Extracted material -
= = =

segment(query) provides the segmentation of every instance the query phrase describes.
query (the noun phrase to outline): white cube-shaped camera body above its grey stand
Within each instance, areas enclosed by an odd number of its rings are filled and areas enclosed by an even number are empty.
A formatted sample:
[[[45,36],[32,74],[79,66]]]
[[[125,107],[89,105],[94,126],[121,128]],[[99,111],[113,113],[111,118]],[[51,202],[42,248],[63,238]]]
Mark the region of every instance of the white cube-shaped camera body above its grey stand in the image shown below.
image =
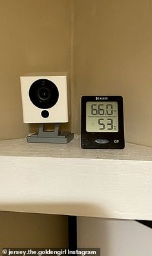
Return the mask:
[[[67,73],[20,77],[24,123],[67,123]]]

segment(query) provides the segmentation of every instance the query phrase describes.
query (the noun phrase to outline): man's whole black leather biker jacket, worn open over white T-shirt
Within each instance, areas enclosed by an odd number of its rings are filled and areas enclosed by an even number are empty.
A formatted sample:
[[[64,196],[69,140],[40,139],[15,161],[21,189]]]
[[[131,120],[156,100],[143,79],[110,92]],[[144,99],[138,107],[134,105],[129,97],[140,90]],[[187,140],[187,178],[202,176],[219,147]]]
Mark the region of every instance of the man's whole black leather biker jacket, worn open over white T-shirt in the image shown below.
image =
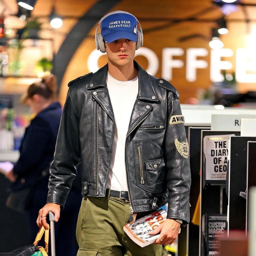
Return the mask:
[[[190,168],[179,94],[169,82],[134,65],[139,93],[123,156],[131,205],[139,212],[168,203],[167,218],[189,222]],[[69,83],[50,167],[48,203],[64,206],[78,164],[82,194],[105,196],[115,135],[107,72],[108,65]]]

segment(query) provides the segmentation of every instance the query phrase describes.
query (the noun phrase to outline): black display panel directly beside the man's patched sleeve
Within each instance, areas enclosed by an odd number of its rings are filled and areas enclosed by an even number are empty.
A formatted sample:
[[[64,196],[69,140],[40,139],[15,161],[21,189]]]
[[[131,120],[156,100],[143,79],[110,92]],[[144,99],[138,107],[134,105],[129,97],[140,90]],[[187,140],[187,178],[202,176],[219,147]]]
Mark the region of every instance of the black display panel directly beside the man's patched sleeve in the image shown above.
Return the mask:
[[[199,226],[191,221],[195,214],[195,209],[200,195],[200,156],[201,156],[201,131],[210,130],[210,127],[188,127],[189,160],[191,172],[190,189],[190,223],[187,232],[187,255],[199,255]]]

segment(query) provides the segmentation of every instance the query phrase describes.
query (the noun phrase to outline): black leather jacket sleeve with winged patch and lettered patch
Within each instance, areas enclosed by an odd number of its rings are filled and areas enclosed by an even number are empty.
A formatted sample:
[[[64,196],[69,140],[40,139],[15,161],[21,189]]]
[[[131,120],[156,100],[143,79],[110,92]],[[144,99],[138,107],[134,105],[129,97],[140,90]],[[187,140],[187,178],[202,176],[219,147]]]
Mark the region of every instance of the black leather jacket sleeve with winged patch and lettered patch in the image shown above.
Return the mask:
[[[190,165],[184,118],[178,97],[168,95],[168,119],[165,137],[167,166],[168,219],[189,222]]]

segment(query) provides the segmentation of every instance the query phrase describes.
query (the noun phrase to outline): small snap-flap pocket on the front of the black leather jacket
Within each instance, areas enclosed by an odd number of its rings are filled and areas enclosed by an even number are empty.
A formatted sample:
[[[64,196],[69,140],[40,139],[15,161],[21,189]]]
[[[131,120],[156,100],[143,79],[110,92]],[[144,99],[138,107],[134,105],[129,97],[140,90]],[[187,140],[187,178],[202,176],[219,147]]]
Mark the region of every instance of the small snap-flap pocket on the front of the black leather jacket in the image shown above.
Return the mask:
[[[163,184],[165,166],[164,160],[157,159],[152,161],[146,161],[146,176],[148,185]]]

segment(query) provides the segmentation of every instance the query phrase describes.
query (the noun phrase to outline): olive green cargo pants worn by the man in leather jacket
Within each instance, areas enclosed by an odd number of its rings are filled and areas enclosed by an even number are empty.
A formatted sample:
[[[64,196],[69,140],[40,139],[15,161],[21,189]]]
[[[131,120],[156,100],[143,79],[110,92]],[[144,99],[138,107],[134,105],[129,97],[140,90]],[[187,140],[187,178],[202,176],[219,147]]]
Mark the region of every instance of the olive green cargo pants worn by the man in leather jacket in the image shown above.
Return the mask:
[[[77,256],[167,255],[162,245],[141,248],[126,235],[123,226],[129,223],[129,206],[129,201],[115,197],[83,197],[76,228]]]

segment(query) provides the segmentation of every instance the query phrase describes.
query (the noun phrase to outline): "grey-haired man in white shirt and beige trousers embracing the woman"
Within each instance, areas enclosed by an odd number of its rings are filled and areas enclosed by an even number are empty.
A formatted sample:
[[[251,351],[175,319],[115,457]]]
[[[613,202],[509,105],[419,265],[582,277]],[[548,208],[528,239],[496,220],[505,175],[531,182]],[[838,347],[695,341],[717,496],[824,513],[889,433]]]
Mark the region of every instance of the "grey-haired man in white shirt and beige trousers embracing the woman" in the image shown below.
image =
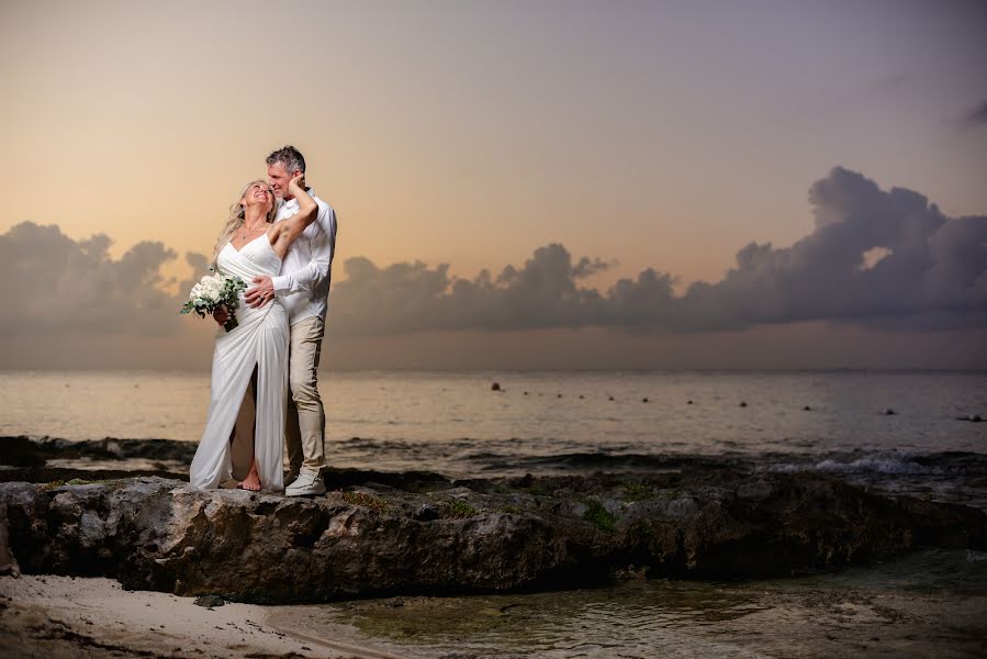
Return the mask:
[[[288,182],[305,174],[305,158],[293,146],[267,157],[268,182],[283,200],[276,222],[299,212],[298,200],[288,191]],[[304,179],[302,179],[304,185]],[[255,277],[245,293],[247,304],[261,306],[273,295],[288,311],[291,343],[288,356],[288,384],[291,396],[284,436],[291,472],[285,480],[289,496],[324,494],[322,470],[326,467],[326,417],[318,396],[316,369],[325,336],[333,254],[336,252],[336,212],[306,188],[318,204],[318,213],[289,248],[278,277]],[[217,317],[216,321],[220,321]],[[225,322],[225,321],[222,321]]]

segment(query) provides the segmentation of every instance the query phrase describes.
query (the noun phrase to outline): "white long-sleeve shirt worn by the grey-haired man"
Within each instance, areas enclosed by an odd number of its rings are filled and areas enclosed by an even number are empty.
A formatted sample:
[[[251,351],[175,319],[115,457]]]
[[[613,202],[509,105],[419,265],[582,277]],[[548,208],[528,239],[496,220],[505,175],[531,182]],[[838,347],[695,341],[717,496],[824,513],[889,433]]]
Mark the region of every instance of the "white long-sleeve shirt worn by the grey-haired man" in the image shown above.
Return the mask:
[[[315,221],[305,227],[288,248],[281,272],[271,278],[278,300],[288,310],[288,322],[294,325],[312,316],[326,320],[329,306],[329,281],[336,252],[336,211],[312,190],[309,194],[318,205]],[[299,201],[281,204],[276,222],[299,212]]]

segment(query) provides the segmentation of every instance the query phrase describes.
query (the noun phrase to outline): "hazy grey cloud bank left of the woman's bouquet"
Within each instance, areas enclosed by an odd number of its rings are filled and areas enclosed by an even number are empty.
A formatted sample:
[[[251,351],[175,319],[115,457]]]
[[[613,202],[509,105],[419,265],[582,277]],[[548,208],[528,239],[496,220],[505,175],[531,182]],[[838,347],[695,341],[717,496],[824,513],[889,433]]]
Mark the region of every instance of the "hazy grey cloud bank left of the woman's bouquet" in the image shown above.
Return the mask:
[[[0,333],[173,333],[176,300],[162,289],[160,268],[175,253],[144,242],[113,260],[110,245],[103,234],[76,242],[57,226],[31,222],[0,235]]]

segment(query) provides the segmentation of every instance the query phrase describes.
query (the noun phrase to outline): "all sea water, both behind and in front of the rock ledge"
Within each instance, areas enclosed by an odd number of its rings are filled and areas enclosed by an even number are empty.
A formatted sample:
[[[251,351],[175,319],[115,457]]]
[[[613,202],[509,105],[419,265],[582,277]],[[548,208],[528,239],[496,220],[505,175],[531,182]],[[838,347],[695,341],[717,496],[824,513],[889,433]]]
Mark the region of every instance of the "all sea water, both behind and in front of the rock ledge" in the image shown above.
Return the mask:
[[[450,478],[668,468],[704,456],[987,510],[987,372],[322,372],[333,467]],[[494,383],[500,391],[494,390]],[[0,435],[198,442],[208,372],[0,375]],[[85,465],[74,463],[75,467]],[[272,608],[410,657],[976,657],[987,555],[742,583]]]

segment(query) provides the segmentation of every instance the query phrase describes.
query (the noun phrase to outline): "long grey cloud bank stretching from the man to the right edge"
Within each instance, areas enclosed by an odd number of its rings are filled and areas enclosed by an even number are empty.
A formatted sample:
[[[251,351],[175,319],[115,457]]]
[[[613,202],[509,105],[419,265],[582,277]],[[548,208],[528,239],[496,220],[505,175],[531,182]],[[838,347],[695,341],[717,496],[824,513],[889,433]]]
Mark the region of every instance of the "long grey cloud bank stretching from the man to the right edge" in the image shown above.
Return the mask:
[[[496,277],[452,278],[448,265],[345,264],[334,284],[330,332],[389,335],[426,330],[586,326],[713,332],[805,321],[905,328],[983,326],[987,319],[987,216],[947,217],[918,192],[841,167],[809,191],[815,230],[790,247],[751,243],[716,283],[683,295],[646,269],[606,292],[582,288],[587,264],[558,244]],[[879,257],[879,258],[875,258]],[[599,266],[602,269],[605,266]]]

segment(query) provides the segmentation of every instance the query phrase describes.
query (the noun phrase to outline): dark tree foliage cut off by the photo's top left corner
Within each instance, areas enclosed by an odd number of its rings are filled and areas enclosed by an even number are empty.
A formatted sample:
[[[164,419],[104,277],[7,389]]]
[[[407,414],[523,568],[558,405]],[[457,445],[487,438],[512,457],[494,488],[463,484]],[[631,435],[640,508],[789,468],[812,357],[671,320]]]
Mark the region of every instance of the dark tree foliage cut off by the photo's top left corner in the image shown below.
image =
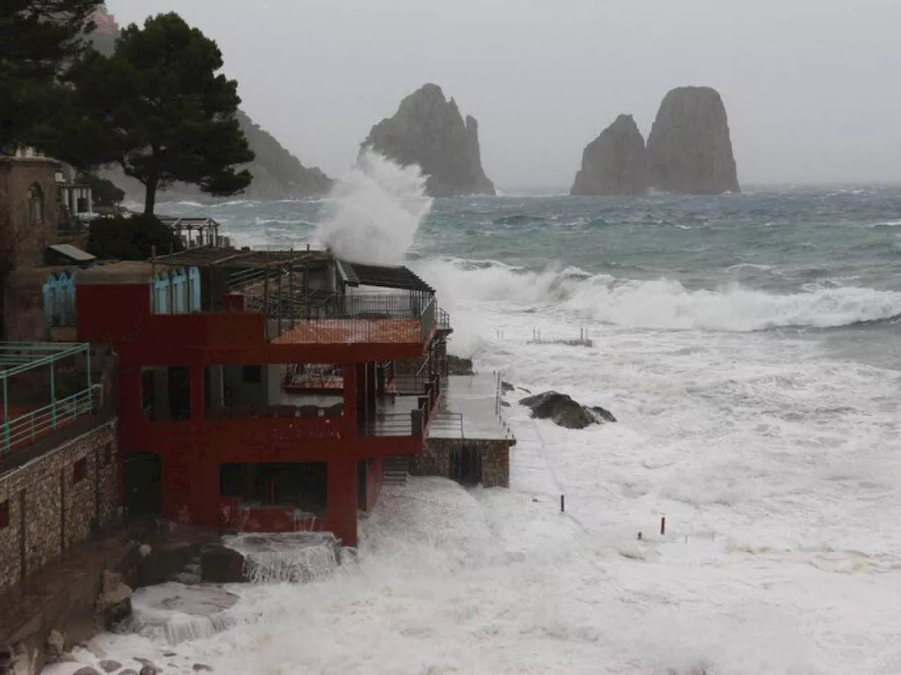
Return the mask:
[[[86,47],[101,0],[0,3],[0,154],[46,137],[62,93],[58,77]]]

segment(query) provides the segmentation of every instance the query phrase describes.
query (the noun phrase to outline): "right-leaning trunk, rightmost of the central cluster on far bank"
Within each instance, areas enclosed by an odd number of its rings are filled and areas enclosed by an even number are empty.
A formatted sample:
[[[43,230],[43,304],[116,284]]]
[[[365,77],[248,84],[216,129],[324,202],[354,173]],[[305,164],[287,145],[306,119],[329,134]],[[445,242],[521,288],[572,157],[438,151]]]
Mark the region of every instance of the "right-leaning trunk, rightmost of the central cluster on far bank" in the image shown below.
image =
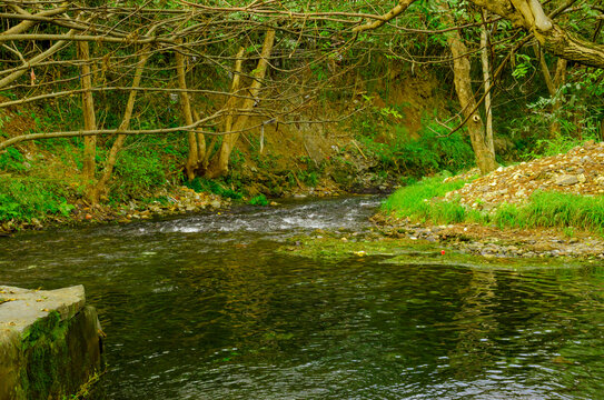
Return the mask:
[[[244,100],[244,103],[241,106],[241,110],[244,111],[251,110],[255,103],[259,101],[259,99],[257,99],[257,96],[260,91],[263,80],[266,76],[268,59],[270,58],[270,52],[273,51],[274,44],[275,30],[269,29],[266,32],[263,50],[260,52],[260,60],[258,61],[258,66],[256,67],[253,74],[254,82],[251,82],[250,87],[248,88],[248,94],[250,98]],[[239,139],[239,131],[245,128],[248,118],[249,117],[246,114],[239,116],[231,127],[232,131],[236,133],[229,133],[222,137],[222,144],[220,146],[220,150],[218,151],[217,156],[212,158],[211,163],[206,171],[207,178],[217,178],[228,172],[228,160],[230,153],[235,147],[235,143],[237,142],[237,139]]]

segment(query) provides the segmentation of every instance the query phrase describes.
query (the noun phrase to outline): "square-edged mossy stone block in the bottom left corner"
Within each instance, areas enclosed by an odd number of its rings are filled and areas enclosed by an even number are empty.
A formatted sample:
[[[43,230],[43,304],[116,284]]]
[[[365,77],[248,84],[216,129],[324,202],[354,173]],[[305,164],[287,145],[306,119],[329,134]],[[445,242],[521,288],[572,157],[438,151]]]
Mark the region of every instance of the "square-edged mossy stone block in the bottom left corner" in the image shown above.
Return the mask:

= = =

Action item - Going through the data above, return each line with the word "whole".

Exercise response -
query (the noun phrase to outline): man's whole black leather biker jacket, worn open over white T-shirt
Mark the region of every instance of the man's whole black leather biker jacket, worn open over white T-shirt in the image shown below.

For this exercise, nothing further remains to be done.